Flipper

A robotic book reader. Point a webcam at a book, press a button, and Flipper captures the page, extracts the text via VLM OCR, and reads it aloud. An optional robotic arm (SO-100) automatically turns the pages.

How it works

Camera preview — live MJPEG feed from your webcam in the browser
Capture — snapshot is sent to a vision model (OpenRouter) for OCR
TTS — extracted text is synthesized to audio and played in the browser
Flip — triggers the SO-100 robotic arm to turn the page, then captures automatically

Project structure

flipper/
├── backend/          # FastAPI server + Python modules
│   ├── server.py     # HTTP API (capture, flip, stream, tts)
│   ├── capture.py    # Webcam capture with shared frame reader
│   ├── ocr.py        # VLM-based OCR via OpenRouter
│   ├── tts.py        # Text-to-speech via SmallestAI
│   ├── main.py       # CLI entry point (keyboard-driven)
│   └── tmp/          # Captured images (gitignored)

### SUPPLIED RECORDS
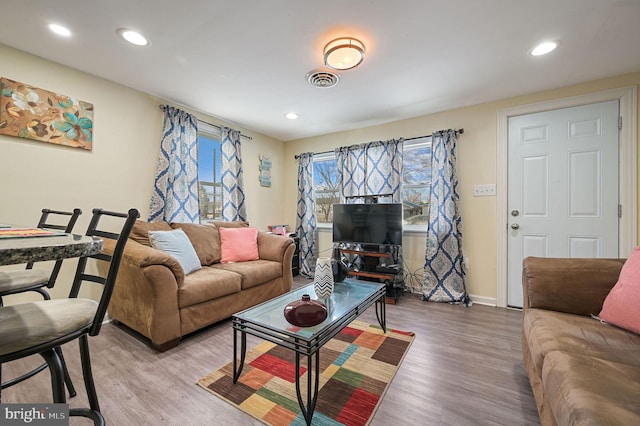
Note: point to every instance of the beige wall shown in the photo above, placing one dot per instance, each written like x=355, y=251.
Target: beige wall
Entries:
x=477, y=156
x=118, y=173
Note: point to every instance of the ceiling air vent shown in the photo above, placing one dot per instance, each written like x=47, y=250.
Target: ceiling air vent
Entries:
x=322, y=78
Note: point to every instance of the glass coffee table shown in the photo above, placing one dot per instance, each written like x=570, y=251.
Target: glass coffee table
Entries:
x=349, y=299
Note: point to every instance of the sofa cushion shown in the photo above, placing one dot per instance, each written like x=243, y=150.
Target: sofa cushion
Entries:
x=239, y=244
x=140, y=231
x=229, y=224
x=583, y=390
x=205, y=239
x=254, y=272
x=207, y=284
x=177, y=244
x=622, y=305
x=548, y=331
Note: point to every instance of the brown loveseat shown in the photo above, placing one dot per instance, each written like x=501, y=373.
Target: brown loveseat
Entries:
x=153, y=296
x=582, y=371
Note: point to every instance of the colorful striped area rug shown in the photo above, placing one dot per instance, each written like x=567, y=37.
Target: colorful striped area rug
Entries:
x=356, y=367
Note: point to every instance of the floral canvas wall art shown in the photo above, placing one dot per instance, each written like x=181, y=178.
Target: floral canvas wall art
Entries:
x=33, y=113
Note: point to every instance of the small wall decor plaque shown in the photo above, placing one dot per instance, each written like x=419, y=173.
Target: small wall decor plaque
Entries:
x=265, y=171
x=33, y=113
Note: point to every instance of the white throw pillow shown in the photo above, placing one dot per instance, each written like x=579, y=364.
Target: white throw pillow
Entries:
x=176, y=243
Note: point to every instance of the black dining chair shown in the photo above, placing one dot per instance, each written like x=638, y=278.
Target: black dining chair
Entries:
x=38, y=280
x=43, y=326
x=30, y=279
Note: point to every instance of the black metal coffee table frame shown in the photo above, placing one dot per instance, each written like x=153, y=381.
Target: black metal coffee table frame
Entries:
x=302, y=346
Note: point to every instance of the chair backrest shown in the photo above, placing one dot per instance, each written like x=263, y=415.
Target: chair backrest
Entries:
x=113, y=260
x=51, y=219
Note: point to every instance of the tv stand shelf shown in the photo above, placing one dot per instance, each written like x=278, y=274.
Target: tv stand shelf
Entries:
x=393, y=279
x=365, y=253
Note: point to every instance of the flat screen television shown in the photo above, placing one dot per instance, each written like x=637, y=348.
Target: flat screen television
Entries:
x=367, y=223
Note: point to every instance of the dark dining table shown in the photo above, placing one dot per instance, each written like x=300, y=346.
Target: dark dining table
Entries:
x=18, y=250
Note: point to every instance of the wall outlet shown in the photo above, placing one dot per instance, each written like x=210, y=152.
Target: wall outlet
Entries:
x=488, y=190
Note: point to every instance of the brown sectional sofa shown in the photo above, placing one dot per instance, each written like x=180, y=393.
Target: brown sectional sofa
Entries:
x=154, y=297
x=582, y=371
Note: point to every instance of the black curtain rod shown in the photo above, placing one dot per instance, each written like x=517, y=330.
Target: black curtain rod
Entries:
x=458, y=132
x=214, y=125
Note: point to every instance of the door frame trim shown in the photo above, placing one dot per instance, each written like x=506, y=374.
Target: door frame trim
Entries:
x=627, y=173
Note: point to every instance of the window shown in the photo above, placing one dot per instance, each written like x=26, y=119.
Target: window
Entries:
x=325, y=182
x=415, y=181
x=209, y=184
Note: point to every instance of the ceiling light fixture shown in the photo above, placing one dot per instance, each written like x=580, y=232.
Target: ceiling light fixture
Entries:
x=133, y=37
x=344, y=53
x=60, y=30
x=544, y=48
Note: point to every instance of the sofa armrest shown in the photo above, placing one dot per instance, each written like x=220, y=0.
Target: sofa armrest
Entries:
x=139, y=255
x=272, y=247
x=145, y=297
x=577, y=286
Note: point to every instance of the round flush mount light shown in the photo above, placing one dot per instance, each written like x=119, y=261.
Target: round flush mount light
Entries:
x=60, y=30
x=344, y=53
x=544, y=48
x=133, y=37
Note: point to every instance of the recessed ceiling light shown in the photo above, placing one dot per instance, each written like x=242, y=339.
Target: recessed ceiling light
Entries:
x=133, y=37
x=544, y=48
x=60, y=30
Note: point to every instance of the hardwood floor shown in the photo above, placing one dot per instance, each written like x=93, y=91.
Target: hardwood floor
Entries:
x=463, y=368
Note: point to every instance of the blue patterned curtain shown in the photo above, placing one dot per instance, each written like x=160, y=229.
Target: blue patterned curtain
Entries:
x=306, y=223
x=369, y=169
x=443, y=269
x=233, y=206
x=175, y=190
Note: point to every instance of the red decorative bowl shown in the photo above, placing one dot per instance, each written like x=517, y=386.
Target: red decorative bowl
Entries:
x=305, y=312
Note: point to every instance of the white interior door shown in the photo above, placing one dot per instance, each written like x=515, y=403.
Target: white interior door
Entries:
x=562, y=186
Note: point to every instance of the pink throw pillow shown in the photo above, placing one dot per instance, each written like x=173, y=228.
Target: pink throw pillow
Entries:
x=239, y=244
x=621, y=304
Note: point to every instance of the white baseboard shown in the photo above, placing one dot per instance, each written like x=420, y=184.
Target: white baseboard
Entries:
x=481, y=300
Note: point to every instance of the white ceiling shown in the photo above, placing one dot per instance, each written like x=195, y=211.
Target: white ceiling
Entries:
x=246, y=61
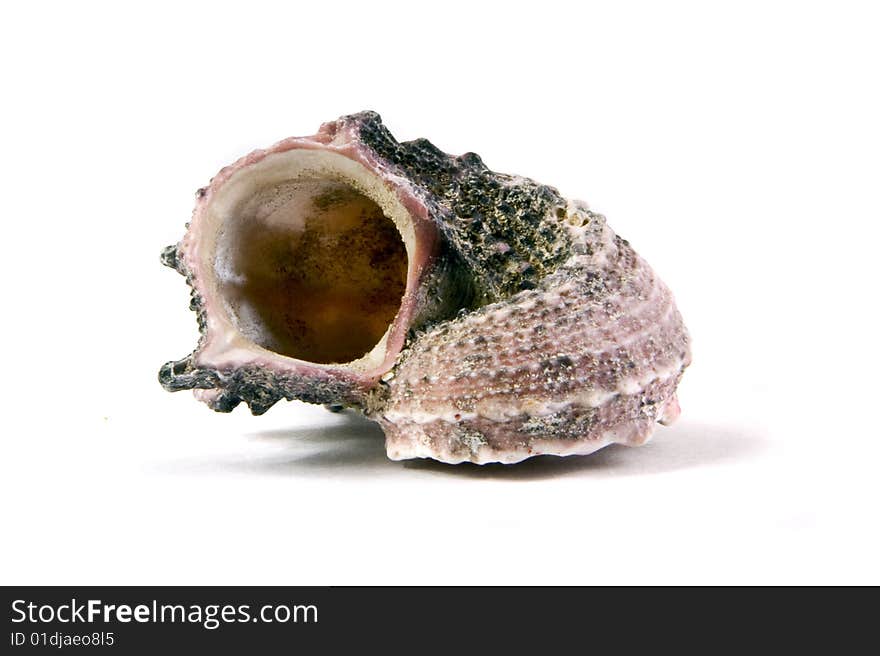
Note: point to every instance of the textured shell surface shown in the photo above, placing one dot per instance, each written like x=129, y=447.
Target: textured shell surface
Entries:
x=476, y=316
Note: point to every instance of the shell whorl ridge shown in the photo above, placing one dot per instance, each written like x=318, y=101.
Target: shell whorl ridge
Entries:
x=527, y=327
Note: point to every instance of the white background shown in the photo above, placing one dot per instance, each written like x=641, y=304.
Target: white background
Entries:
x=736, y=145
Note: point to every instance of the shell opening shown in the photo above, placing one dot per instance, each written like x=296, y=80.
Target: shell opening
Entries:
x=310, y=266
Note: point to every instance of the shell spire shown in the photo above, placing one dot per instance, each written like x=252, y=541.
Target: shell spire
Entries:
x=477, y=316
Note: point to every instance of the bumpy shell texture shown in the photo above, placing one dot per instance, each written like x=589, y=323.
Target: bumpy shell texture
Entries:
x=476, y=316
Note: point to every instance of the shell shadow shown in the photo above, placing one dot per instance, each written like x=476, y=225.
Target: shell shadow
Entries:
x=354, y=448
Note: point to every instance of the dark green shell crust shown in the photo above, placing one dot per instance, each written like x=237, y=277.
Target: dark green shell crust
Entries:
x=501, y=234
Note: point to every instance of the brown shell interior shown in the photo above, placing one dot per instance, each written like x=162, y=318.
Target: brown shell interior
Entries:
x=314, y=270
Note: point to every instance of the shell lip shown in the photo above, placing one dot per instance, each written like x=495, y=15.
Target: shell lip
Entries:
x=224, y=348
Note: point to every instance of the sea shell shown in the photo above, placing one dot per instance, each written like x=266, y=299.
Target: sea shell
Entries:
x=476, y=316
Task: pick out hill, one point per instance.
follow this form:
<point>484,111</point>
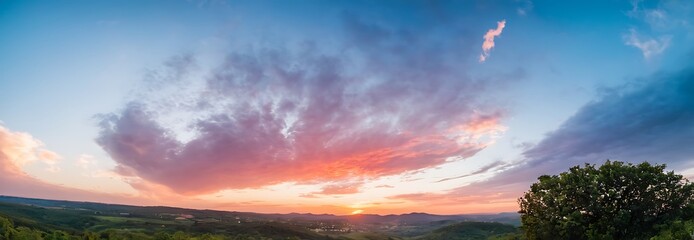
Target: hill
<point>469,231</point>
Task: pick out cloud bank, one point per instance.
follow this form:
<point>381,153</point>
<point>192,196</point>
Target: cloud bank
<point>488,43</point>
<point>393,101</point>
<point>652,120</point>
<point>18,149</point>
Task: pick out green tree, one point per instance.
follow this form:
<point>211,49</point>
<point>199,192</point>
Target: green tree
<point>615,201</point>
<point>6,228</point>
<point>58,235</point>
<point>25,233</point>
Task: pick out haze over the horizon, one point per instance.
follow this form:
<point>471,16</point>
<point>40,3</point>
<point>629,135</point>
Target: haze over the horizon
<point>339,107</point>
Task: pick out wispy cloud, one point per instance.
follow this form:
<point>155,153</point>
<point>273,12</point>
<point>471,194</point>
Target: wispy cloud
<point>649,47</point>
<point>651,121</point>
<point>525,7</point>
<point>18,149</point>
<point>488,43</point>
<point>271,115</point>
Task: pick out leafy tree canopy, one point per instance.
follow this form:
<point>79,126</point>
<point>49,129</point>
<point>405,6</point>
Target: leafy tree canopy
<point>615,201</point>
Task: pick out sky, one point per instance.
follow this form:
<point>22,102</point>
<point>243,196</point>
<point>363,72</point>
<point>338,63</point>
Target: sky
<point>340,107</point>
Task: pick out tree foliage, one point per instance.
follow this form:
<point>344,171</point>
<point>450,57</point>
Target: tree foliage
<point>615,201</point>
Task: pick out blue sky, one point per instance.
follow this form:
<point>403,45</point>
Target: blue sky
<point>339,102</point>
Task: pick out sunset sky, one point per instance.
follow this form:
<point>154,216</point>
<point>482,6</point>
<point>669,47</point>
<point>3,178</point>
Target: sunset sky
<point>339,107</point>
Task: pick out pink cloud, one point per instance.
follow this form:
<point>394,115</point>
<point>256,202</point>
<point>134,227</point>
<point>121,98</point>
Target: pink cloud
<point>270,116</point>
<point>488,43</point>
<point>340,189</point>
<point>16,148</point>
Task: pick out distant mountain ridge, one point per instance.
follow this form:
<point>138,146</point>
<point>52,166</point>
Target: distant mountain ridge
<point>408,218</point>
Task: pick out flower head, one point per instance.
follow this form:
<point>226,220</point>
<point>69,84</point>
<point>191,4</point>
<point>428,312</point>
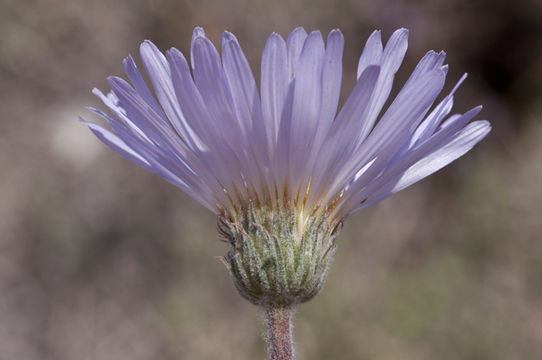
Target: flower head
<point>272,162</point>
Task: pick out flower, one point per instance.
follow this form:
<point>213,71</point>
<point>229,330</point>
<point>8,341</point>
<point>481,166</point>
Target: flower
<point>283,163</point>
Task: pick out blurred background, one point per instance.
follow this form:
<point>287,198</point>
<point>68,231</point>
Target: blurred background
<point>102,260</point>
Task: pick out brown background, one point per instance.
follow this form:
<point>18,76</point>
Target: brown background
<point>101,260</point>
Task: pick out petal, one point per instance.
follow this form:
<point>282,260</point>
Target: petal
<point>454,148</point>
<point>294,43</point>
<point>274,84</point>
<point>160,75</point>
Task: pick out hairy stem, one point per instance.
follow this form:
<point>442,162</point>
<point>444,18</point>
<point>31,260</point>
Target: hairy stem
<point>279,333</point>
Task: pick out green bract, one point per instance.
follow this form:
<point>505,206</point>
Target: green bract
<point>278,257</point>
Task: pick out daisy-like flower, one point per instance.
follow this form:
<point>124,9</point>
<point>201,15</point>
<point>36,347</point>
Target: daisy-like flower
<point>282,166</point>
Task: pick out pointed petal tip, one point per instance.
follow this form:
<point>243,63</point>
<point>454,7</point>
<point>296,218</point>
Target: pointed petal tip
<point>226,35</point>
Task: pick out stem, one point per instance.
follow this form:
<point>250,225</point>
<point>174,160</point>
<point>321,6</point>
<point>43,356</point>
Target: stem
<point>279,333</point>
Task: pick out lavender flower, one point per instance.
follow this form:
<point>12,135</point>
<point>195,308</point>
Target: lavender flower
<point>282,167</point>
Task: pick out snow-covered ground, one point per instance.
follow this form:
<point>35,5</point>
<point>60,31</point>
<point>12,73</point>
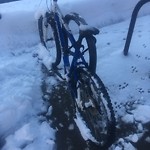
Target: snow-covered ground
<point>22,125</point>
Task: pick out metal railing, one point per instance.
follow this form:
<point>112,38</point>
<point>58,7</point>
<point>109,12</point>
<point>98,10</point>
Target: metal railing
<point>132,25</point>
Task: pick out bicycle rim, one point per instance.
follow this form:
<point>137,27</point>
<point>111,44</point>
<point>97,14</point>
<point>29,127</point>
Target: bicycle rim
<point>94,105</point>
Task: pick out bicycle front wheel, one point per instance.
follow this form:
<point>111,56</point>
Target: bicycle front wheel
<point>95,107</point>
<point>49,37</point>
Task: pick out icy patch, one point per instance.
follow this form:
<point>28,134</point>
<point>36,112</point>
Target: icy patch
<point>142,114</point>
<point>31,136</point>
<point>45,56</point>
<point>85,132</point>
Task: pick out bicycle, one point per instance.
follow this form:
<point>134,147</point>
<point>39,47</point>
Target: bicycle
<point>90,97</point>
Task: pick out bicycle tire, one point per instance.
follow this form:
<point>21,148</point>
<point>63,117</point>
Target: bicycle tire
<point>89,41</point>
<point>95,107</point>
<point>45,23</point>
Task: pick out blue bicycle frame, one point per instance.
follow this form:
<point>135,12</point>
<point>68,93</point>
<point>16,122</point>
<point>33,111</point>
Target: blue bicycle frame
<point>63,29</point>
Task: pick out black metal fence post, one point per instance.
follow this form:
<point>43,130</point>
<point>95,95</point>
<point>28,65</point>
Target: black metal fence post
<point>132,24</point>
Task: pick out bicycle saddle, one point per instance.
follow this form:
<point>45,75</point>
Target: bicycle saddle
<point>86,29</point>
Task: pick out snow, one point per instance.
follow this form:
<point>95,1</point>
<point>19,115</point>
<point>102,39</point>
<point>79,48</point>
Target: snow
<point>126,77</point>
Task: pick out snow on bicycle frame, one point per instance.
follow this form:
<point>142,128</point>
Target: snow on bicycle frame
<point>63,28</point>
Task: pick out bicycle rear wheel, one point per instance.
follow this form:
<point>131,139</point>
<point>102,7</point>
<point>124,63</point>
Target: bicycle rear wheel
<point>95,107</point>
<point>49,37</point>
<point>75,21</point>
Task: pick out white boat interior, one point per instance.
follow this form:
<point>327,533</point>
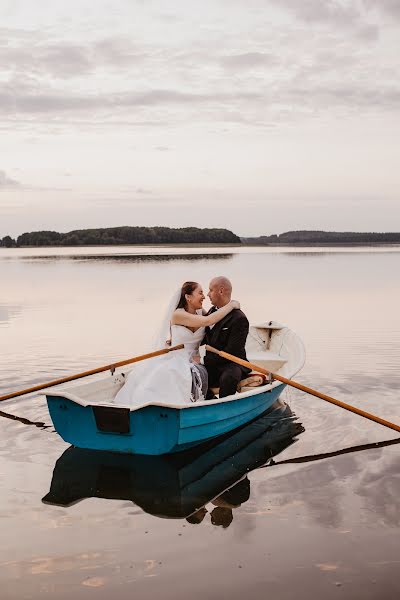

### INSTRUCTIONS
• a. According to the Flipper project description, which service handles text-to-speech?
• b. In the Flipper project description, reproduce the stretch from "Camera preview —" through "flip, stream, tts)", switching "browser" to "web client".
• c. Continue the Flipper project description from the point at which it stops.

### ANSWERS PER TASK
• a. SmallestAI.

• b.
Camera preview — live MJPEG feed from your webcam in the web client
Capture — snapshot is sent to a vision model (OpenRouter) for OCR
TTS — extracted text is synthesized to audio and played in the web client
Flip — triggers the SO-100 robotic arm to turn the page, then captures automatically

Project structure

flipper/
├── backend/          # FastAPI server + Python modules
│   ├── server.py     # HTTP API (capture, flip, stream, tts)

• c.
├── frontend/         # Next.js app
│   └── app/
│       ├── page.tsx  # Main UI
│       └── api/      # Proxy routes → backend
└── arm/              # SO-100 arm motion scripts
    └── SO100-Motion-Recorder-Playback/
        ├── record_poses.py   # Record waypoints to poses.json
        └── replay_poses.py   # Replay saved waypoints

Requirements

Python 3.12+
uv package manager
Node.js 18+
A webcam
OpenRouter API key (for OCR)
SmallestAI API key (for TTS)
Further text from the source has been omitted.